> _Prompt_: Find "like (354, 341)." and "like (318, 311)." in the records below. Copy the lines holding them and every line between, exactly, and no others.

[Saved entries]
━━━━━━━━

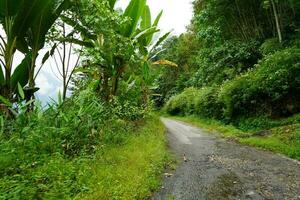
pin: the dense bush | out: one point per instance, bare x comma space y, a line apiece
272, 88
202, 102
183, 103
224, 62
43, 154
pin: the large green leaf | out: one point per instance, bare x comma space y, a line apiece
160, 40
2, 79
134, 12
28, 14
9, 8
146, 19
156, 21
40, 27
21, 73
112, 3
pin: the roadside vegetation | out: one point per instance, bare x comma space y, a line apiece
99, 138
238, 74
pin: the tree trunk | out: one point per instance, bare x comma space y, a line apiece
277, 21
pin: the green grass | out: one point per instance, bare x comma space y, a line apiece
284, 139
131, 171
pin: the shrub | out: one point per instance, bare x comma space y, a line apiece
270, 46
183, 103
206, 103
201, 102
272, 87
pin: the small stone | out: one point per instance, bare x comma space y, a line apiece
250, 193
168, 175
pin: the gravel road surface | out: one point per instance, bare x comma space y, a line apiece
213, 168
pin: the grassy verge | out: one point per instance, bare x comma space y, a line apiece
127, 164
130, 171
284, 139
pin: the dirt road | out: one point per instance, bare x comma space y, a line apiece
220, 169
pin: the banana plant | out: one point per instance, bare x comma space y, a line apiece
26, 24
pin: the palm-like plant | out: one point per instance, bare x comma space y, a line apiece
26, 24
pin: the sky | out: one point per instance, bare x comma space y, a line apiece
176, 16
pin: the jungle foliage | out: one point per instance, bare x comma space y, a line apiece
66, 150
238, 63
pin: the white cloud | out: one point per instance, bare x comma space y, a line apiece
44, 82
177, 14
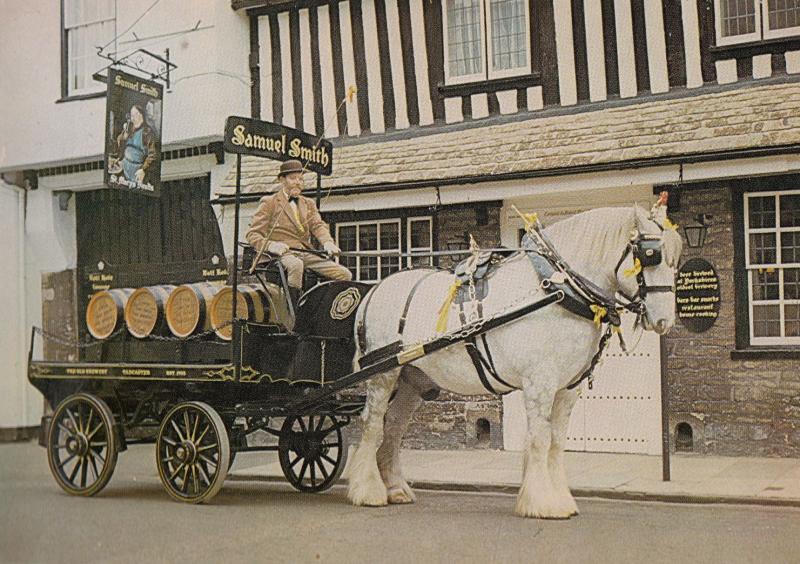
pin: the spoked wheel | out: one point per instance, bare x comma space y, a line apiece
192, 452
312, 451
82, 444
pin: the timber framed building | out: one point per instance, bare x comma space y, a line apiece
467, 107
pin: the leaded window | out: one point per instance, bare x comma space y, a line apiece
88, 25
485, 39
772, 253
739, 21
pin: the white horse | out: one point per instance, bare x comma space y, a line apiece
541, 353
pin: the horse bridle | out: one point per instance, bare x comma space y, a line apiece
648, 250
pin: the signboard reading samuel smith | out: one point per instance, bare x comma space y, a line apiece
133, 133
264, 139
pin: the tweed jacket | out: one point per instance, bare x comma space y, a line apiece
274, 221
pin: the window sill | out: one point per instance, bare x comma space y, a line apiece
766, 354
77, 97
760, 47
508, 83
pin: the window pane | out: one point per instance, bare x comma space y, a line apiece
368, 237
509, 45
784, 13
766, 321
762, 212
765, 284
369, 268
790, 247
762, 248
389, 265
465, 51
738, 17
792, 320
347, 238
421, 234
791, 284
790, 210
390, 236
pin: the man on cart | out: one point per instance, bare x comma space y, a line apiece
283, 225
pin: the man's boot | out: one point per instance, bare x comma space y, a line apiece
294, 296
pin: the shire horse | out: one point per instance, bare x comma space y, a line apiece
542, 353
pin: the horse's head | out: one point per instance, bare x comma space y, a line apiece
646, 271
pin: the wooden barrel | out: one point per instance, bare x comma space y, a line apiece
105, 311
187, 308
144, 312
252, 304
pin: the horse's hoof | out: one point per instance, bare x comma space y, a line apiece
400, 497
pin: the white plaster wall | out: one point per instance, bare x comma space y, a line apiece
211, 82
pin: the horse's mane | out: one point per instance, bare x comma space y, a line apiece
598, 237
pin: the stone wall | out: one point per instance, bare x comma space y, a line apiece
734, 407
452, 421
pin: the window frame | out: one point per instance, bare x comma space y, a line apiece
762, 31
410, 248
486, 74
378, 222
778, 265
89, 91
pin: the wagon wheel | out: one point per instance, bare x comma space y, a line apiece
82, 445
312, 451
192, 452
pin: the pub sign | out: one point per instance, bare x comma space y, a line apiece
133, 133
272, 141
697, 295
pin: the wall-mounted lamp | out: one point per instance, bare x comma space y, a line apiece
63, 199
696, 232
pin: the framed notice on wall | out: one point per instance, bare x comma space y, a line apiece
133, 133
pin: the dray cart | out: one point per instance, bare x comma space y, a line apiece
201, 404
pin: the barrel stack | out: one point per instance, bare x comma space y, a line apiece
145, 313
187, 309
106, 311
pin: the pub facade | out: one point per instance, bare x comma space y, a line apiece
464, 109
444, 116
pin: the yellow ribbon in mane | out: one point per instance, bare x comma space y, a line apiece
633, 271
444, 311
669, 225
599, 313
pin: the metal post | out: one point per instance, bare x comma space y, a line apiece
236, 357
665, 470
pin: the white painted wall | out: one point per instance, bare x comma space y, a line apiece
212, 80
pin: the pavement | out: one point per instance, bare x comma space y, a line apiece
694, 478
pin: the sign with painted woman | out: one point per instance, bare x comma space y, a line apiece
133, 133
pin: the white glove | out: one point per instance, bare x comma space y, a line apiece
277, 248
331, 248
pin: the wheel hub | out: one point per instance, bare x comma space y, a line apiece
186, 452
77, 444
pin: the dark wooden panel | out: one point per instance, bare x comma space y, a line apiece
338, 66
357, 23
579, 47
494, 104
316, 72
676, 50
435, 47
705, 18
640, 46
610, 48
277, 75
387, 87
549, 59
409, 71
744, 67
466, 107
297, 72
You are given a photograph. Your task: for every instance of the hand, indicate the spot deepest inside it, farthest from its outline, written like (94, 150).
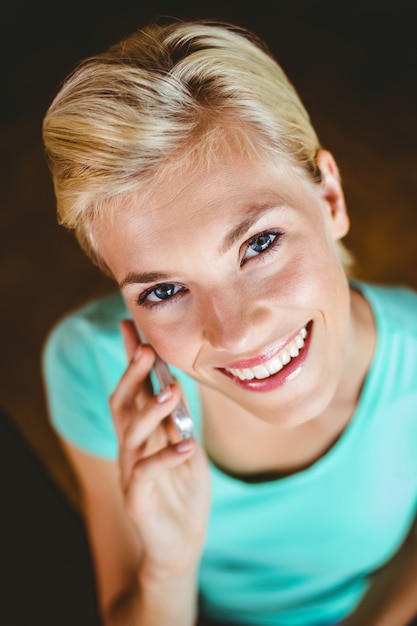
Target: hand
(165, 486)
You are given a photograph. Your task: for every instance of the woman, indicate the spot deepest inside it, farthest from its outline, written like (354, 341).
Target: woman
(189, 170)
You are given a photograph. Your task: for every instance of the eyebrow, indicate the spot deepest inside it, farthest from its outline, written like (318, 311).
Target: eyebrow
(236, 233)
(143, 277)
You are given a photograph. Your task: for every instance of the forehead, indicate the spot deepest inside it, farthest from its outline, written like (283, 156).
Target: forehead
(229, 181)
(186, 206)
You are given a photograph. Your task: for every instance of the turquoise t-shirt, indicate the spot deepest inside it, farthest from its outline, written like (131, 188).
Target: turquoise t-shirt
(297, 551)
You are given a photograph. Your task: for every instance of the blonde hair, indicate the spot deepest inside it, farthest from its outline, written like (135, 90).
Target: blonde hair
(165, 91)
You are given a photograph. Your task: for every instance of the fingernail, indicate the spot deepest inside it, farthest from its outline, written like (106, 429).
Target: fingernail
(137, 353)
(184, 446)
(164, 395)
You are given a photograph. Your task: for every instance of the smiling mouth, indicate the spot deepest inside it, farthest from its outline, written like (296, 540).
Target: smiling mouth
(274, 365)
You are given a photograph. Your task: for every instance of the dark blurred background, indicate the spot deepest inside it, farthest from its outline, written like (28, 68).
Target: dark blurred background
(354, 65)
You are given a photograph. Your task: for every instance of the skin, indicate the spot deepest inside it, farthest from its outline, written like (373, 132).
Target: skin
(232, 306)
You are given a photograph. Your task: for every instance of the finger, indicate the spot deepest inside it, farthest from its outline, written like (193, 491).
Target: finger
(151, 468)
(156, 410)
(130, 336)
(144, 434)
(133, 390)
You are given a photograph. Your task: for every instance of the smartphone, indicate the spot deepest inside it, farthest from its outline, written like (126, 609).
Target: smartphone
(180, 416)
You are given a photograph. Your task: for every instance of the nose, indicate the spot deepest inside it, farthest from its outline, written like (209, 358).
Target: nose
(230, 322)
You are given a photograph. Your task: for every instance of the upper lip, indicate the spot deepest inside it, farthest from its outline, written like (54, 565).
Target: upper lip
(264, 355)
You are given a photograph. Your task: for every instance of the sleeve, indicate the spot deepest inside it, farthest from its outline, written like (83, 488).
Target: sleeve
(77, 393)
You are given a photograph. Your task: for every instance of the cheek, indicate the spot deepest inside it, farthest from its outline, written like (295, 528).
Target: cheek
(173, 342)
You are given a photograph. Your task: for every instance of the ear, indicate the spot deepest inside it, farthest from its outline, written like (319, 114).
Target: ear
(332, 193)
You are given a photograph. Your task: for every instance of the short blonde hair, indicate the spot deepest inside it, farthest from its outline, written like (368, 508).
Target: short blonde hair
(122, 116)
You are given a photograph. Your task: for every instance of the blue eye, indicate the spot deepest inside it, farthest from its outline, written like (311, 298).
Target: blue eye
(260, 243)
(159, 294)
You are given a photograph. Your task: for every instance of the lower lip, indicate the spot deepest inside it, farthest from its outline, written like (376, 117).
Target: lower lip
(281, 378)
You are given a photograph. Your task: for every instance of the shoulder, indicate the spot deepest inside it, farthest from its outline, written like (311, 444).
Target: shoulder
(394, 306)
(95, 321)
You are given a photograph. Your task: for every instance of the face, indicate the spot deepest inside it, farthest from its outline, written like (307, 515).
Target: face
(234, 277)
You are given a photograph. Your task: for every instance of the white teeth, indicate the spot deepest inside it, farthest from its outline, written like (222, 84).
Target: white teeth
(273, 366)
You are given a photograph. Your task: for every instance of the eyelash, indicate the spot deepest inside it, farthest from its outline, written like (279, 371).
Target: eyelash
(278, 234)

━━━━━━━━

> _Solution_:
You are given a photograph. Your task: for every instance of the woman, indicate the spot deepest inside it, farthest from its outline, written like (354, 341).
Target: woman
(189, 170)
You are given a photograph. Your task: for every instance of the eyebrow, indicate the spot deepest inside it, farthest from its outline, written like (318, 311).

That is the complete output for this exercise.